▸ **SET TASK**
Render this sentence from the article on data science at baccalaureate institutions into Spanish: "In his paper, Donoho is primarily focused on graduate education."

▸ **PAGE**
--- START ---

Greater data science at baccalaureate institutions
Amelia McNamara, Nicholas J Horton, Benjamin S Baumer
October 10, 2018
Donoho’s paper is a spirited call to action for statisticians, who he points out are losing ground in the field of data science by refusing to accept that data science is its own domain. (Or, at least, a domain that is becoming distinctly defined.) He calls on writings by John Tukey, Bill Cleveland, and Leo Breiman, among others, to remind us that statisticians have been dealing with data science for years, and encourages acceptance of the direction of the field while also ensuring that statistics is tightly integrated.
As faculty at baccalaureate institutions (where the growth of undergraduate statistics programs has been dramatic [2]), we are keen to ensure statistics has a place in data science and data science education. In his paper, Donoho is primarily focused on graduate education. At our undergraduate institutions, we are considering many of the same questions.
We enthusiastically concur with Donoho’s description of a “Greater Data Science” comprised of

Data Gathering, Preparation, and Exploration

Data Representation and Transformation

Computing with Data

Data Modeling

Data Visualization and Presentation

Science about Data Science
and aim to have our students develop all these key capacities in our courses and major programs.

--- END ---

[Bounding-box entries]

--- START ---

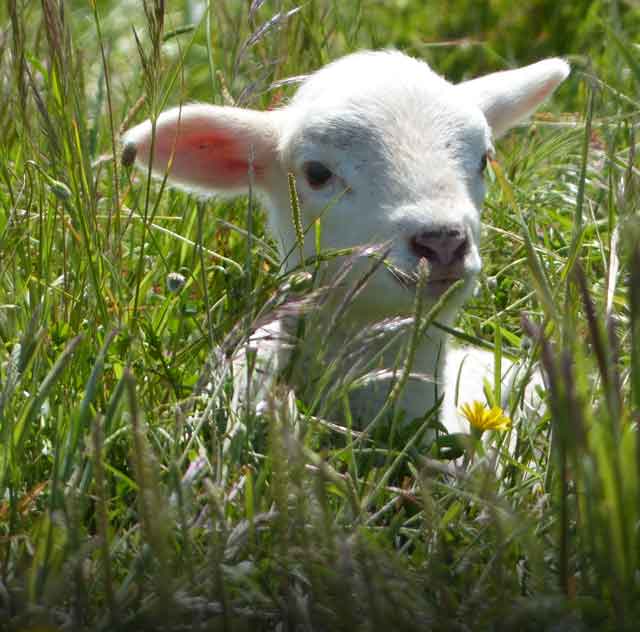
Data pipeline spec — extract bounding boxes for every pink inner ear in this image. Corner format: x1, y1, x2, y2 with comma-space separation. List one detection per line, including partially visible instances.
154, 126, 264, 189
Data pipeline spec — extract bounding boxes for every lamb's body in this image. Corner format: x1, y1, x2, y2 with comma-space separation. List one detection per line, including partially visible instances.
125, 52, 568, 431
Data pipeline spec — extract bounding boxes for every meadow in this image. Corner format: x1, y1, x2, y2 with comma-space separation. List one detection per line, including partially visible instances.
0, 0, 640, 632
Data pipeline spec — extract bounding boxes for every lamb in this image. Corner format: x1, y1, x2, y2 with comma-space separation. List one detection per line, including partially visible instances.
123, 51, 569, 432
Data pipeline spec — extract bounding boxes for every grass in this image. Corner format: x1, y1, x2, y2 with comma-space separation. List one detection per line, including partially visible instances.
0, 0, 640, 630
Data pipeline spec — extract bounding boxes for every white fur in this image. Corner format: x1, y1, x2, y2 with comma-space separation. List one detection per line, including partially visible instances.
124, 52, 569, 431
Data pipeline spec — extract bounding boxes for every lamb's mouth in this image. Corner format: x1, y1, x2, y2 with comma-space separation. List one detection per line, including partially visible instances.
387, 266, 467, 299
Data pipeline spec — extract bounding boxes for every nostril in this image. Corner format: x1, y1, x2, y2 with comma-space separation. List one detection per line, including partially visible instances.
411, 237, 439, 263
453, 235, 469, 261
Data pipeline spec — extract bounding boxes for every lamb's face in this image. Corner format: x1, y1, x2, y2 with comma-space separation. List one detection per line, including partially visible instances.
123, 52, 569, 317
274, 53, 491, 315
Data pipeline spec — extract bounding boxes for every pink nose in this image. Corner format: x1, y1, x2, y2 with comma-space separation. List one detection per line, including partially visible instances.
410, 224, 469, 266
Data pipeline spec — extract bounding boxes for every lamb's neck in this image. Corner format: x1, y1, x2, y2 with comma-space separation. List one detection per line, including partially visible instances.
292, 306, 446, 424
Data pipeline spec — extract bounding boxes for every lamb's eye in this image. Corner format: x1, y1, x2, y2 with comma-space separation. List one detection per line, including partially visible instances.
304, 160, 333, 189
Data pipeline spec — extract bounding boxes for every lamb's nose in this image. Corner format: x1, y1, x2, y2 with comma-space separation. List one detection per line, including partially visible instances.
411, 224, 469, 266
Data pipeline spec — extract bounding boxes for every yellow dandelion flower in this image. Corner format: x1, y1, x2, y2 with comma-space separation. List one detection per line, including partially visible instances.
460, 400, 511, 432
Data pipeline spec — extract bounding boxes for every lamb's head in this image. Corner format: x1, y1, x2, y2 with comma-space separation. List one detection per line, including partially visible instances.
124, 52, 569, 316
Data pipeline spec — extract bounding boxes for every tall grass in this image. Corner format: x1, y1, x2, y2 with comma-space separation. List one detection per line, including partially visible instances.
0, 0, 640, 630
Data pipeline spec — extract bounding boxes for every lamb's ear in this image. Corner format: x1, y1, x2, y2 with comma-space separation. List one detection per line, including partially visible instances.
456, 58, 570, 137
122, 104, 278, 194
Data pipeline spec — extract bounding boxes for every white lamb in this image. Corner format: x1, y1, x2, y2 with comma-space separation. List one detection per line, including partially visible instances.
124, 51, 569, 432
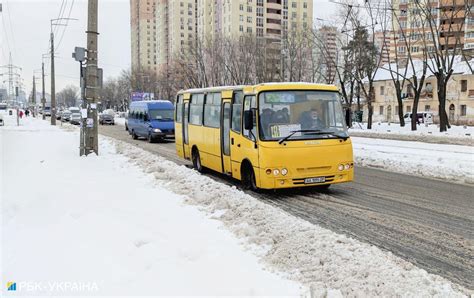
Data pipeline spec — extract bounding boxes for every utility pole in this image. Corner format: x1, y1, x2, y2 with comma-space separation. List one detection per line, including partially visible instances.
85, 0, 99, 155
41, 61, 46, 120
50, 31, 56, 125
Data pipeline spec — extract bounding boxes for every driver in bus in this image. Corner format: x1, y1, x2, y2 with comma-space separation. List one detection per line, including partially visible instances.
299, 108, 324, 130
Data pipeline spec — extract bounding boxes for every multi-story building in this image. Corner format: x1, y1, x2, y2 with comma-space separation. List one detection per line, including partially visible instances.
390, 0, 474, 58
130, 0, 158, 72
130, 0, 313, 71
364, 59, 474, 125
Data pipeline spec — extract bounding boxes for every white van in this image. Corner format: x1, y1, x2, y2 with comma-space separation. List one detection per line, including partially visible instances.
403, 112, 434, 124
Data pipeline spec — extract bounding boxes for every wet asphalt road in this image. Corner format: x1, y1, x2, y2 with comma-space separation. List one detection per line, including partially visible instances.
99, 125, 474, 290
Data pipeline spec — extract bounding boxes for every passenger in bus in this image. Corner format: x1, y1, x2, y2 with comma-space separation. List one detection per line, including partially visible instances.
260, 108, 273, 135
272, 108, 290, 124
299, 108, 324, 129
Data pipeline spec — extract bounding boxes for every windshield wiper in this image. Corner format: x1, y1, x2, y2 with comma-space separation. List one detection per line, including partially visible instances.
278, 129, 322, 144
278, 129, 349, 144
308, 131, 349, 141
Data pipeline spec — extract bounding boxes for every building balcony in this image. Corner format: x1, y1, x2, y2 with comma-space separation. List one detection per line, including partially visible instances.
267, 2, 282, 10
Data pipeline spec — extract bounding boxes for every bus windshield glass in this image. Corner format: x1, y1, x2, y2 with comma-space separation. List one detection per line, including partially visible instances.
259, 90, 347, 141
148, 110, 174, 121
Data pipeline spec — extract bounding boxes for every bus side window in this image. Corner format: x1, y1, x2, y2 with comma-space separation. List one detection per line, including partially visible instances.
244, 95, 257, 141
189, 93, 204, 125
175, 95, 183, 123
232, 91, 243, 133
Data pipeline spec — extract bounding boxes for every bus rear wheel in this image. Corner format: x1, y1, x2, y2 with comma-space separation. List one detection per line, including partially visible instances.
191, 149, 204, 173
241, 163, 258, 191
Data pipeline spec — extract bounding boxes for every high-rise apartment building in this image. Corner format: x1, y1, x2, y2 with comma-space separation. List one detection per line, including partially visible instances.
390, 0, 474, 58
130, 0, 158, 72
130, 0, 313, 70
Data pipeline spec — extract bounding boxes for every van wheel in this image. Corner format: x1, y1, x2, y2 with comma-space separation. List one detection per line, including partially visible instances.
147, 134, 155, 143
191, 149, 204, 173
241, 163, 258, 191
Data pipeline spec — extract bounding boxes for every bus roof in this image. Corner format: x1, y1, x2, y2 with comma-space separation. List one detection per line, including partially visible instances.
130, 100, 174, 109
178, 82, 339, 94
244, 82, 339, 93
178, 85, 245, 94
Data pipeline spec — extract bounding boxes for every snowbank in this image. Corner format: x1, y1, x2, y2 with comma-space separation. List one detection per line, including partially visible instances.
349, 122, 474, 146
0, 116, 468, 297
0, 119, 303, 297
110, 136, 467, 296
351, 137, 474, 184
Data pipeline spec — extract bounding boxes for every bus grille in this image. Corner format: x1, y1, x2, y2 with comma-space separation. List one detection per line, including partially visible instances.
293, 176, 334, 185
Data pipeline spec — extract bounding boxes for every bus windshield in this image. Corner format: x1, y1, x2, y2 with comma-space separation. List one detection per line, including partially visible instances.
148, 110, 174, 121
259, 90, 347, 140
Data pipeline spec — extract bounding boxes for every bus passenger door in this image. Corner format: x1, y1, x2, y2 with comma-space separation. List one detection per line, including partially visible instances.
221, 102, 232, 175
183, 102, 191, 160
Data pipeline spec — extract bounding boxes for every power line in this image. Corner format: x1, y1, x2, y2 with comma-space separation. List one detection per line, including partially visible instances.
5, 0, 16, 58
56, 0, 74, 49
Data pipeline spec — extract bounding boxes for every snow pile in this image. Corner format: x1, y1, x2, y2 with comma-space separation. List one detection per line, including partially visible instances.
111, 137, 467, 296
351, 137, 474, 184
349, 122, 474, 146
0, 118, 304, 297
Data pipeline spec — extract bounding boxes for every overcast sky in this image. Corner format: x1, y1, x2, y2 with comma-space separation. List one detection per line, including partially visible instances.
0, 0, 336, 94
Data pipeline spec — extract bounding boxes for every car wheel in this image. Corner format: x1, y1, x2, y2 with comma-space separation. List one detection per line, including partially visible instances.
147, 133, 155, 143
191, 149, 204, 173
241, 164, 258, 191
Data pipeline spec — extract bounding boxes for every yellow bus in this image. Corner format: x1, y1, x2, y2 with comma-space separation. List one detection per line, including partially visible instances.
175, 83, 354, 190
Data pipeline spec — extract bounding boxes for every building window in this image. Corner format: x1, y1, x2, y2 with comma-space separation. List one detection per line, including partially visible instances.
461, 80, 467, 92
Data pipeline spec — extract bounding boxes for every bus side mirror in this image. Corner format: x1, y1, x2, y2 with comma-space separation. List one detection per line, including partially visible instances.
244, 110, 253, 130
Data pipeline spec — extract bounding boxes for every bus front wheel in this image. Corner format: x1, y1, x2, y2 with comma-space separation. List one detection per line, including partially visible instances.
241, 163, 258, 191
192, 148, 204, 173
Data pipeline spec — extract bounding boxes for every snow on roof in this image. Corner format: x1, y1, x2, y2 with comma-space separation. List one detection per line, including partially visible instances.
370, 56, 474, 82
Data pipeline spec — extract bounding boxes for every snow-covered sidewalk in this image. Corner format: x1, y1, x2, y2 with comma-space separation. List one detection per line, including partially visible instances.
349, 122, 474, 146
0, 116, 467, 296
0, 119, 302, 296
351, 137, 474, 184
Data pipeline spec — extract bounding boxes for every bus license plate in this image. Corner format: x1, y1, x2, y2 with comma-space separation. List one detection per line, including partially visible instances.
304, 177, 326, 184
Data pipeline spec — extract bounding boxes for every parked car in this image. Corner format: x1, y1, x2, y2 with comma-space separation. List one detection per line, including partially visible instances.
69, 113, 82, 125
126, 100, 174, 143
99, 113, 115, 125
61, 110, 72, 122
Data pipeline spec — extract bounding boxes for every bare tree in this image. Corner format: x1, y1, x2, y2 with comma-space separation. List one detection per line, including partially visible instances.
416, 0, 472, 132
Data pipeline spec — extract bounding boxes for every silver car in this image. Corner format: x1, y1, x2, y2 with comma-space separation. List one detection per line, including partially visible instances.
69, 113, 82, 125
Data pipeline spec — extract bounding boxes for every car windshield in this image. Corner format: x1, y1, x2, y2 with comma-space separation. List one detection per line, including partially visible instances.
259, 90, 347, 140
148, 110, 174, 121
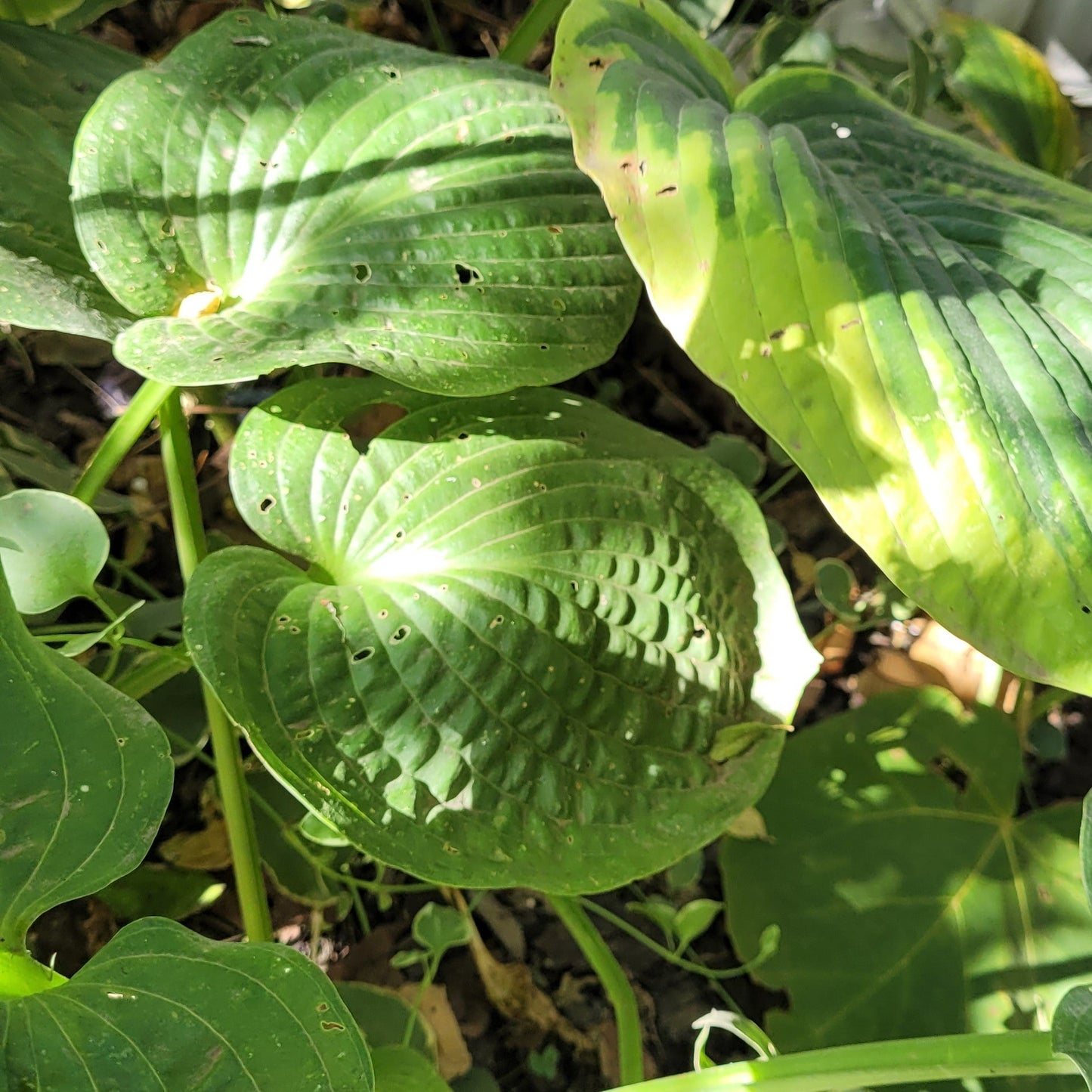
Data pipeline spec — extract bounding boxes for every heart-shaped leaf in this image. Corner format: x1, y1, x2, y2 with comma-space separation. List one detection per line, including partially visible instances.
72, 12, 639, 394
184, 380, 815, 893
0, 23, 140, 339
721, 689, 1092, 1056
0, 917, 375, 1092
0, 572, 174, 956
0, 489, 110, 611
552, 0, 1092, 691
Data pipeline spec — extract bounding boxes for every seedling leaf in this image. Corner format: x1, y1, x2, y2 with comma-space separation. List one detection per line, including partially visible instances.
184, 380, 815, 893
72, 12, 639, 394
552, 0, 1092, 692
0, 489, 110, 611
0, 917, 375, 1092
721, 689, 1092, 1050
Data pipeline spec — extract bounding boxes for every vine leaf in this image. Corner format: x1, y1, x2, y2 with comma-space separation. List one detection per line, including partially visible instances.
552, 0, 1092, 691
72, 12, 639, 394
721, 689, 1092, 1061
0, 571, 174, 956
0, 917, 375, 1092
0, 26, 140, 341
184, 379, 815, 893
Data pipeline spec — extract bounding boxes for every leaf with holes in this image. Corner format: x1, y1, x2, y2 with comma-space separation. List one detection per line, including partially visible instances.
72, 12, 639, 394
0, 23, 140, 339
184, 379, 815, 893
0, 570, 174, 956
552, 0, 1092, 692
721, 689, 1092, 1066
0, 917, 375, 1092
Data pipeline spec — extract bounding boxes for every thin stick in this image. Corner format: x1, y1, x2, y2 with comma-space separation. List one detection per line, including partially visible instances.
499, 0, 569, 64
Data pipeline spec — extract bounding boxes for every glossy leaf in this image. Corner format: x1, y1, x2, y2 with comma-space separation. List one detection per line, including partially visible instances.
72, 12, 638, 394
0, 918, 375, 1092
0, 574, 174, 952
552, 0, 1092, 691
0, 489, 110, 614
184, 380, 815, 893
721, 689, 1092, 1050
0, 22, 140, 339
939, 12, 1081, 175
1050, 986, 1092, 1087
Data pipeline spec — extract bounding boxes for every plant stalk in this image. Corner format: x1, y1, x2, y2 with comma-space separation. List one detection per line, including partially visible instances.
550, 895, 645, 1085
643, 1031, 1079, 1092
497, 0, 569, 64
159, 390, 273, 942
72, 379, 174, 506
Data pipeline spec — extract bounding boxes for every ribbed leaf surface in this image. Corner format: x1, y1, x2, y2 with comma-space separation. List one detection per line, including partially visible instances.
552, 0, 1092, 691
721, 689, 1092, 1074
0, 570, 174, 952
184, 380, 815, 892
0, 917, 375, 1092
0, 23, 140, 339
72, 12, 639, 393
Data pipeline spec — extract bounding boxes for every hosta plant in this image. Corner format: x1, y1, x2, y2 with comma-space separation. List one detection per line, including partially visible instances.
0, 0, 1092, 1092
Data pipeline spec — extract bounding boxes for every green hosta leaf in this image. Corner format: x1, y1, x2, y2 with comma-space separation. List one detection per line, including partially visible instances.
72, 12, 638, 394
0, 22, 140, 339
552, 0, 1092, 690
184, 380, 815, 893
0, 574, 174, 952
0, 0, 79, 26
371, 1045, 451, 1092
940, 12, 1081, 175
0, 918, 375, 1092
0, 489, 110, 614
95, 864, 227, 922
721, 689, 1092, 1056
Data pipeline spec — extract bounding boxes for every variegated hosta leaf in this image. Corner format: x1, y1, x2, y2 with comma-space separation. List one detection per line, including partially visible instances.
72, 12, 639, 394
552, 0, 1092, 691
0, 22, 140, 339
184, 379, 815, 892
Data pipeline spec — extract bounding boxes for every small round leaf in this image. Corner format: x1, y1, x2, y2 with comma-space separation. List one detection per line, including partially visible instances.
0, 489, 110, 614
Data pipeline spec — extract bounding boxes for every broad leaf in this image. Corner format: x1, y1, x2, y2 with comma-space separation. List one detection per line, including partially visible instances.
0, 489, 110, 615
1050, 986, 1092, 1087
0, 22, 140, 339
0, 572, 174, 956
72, 12, 639, 394
721, 690, 1092, 1066
184, 380, 815, 892
940, 12, 1081, 175
552, 0, 1092, 691
0, 917, 375, 1092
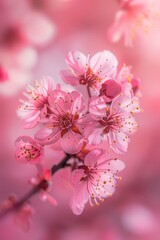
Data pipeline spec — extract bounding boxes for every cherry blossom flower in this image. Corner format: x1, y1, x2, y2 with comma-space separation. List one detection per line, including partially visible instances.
17, 77, 54, 128
109, 0, 158, 46
15, 136, 44, 164
60, 50, 118, 90
100, 79, 122, 103
70, 149, 125, 215
0, 195, 34, 231
116, 64, 142, 97
0, 65, 8, 83
30, 164, 57, 206
86, 94, 140, 153
35, 90, 85, 154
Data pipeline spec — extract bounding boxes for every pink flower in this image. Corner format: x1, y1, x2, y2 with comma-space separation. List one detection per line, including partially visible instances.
86, 95, 140, 153
116, 65, 142, 97
30, 164, 57, 206
18, 77, 54, 128
110, 0, 158, 46
100, 79, 122, 103
60, 50, 118, 89
16, 136, 44, 164
71, 149, 125, 215
0, 195, 34, 231
35, 90, 85, 154
0, 65, 8, 83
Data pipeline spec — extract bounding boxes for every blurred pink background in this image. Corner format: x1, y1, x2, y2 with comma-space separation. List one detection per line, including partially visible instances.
0, 0, 160, 240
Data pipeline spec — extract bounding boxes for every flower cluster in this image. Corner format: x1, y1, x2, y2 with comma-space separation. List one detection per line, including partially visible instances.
16, 50, 141, 215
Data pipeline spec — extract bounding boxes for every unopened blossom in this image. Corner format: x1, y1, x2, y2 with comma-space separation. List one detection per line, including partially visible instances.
109, 0, 159, 46
60, 50, 118, 90
70, 149, 125, 215
86, 94, 140, 153
116, 65, 142, 97
35, 90, 85, 154
18, 77, 54, 128
100, 79, 122, 103
30, 164, 57, 206
15, 136, 44, 164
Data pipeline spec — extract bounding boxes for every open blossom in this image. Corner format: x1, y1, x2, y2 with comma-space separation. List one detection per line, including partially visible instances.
60, 50, 118, 90
86, 94, 140, 153
110, 0, 158, 46
100, 79, 122, 103
18, 77, 54, 128
70, 149, 125, 215
30, 164, 57, 206
15, 136, 44, 164
35, 90, 85, 154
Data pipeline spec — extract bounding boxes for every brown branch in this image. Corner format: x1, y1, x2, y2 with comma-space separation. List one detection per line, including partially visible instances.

--- END ---

▸ **CORRECT OUTPUT**
En su artículo, Donoho se centra principalmente en la educación de posgrado.